[Task goal]
Present every item below as one numbered list with no blank lines, leaving the pictures out.
--- Start of Record set ---
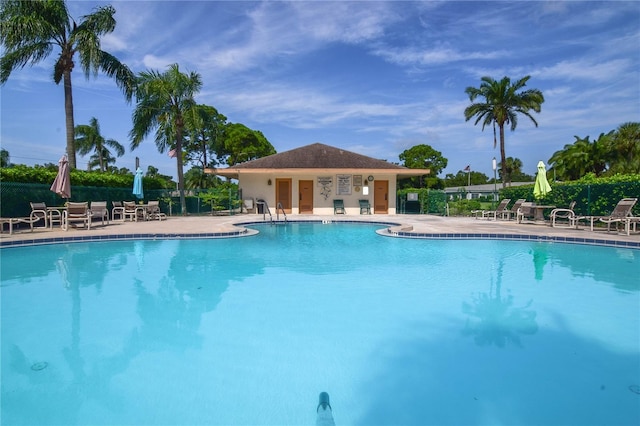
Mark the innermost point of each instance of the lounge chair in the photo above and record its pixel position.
(559, 216)
(117, 210)
(526, 211)
(501, 210)
(76, 212)
(14, 221)
(99, 209)
(152, 211)
(513, 211)
(49, 216)
(620, 214)
(365, 207)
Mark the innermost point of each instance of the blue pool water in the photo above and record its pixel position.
(249, 331)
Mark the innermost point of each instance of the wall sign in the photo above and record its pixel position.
--- End of Record set ---
[Task answer]
1. Mark the innermost point of each instance of the lounge chair in the photo above and record its pixel position.
2. (559, 216)
3. (117, 210)
4. (526, 211)
5. (501, 210)
6. (76, 212)
7. (14, 221)
8. (99, 209)
9. (152, 211)
10. (513, 211)
11. (49, 216)
12. (620, 214)
13. (365, 207)
14. Mark the innermost point of each instance of the blue pool water in the photo above and record its pixel position.
15. (249, 331)
16. Mark the innermost point of each instance of the wall sign in the photo above and record its pixel position.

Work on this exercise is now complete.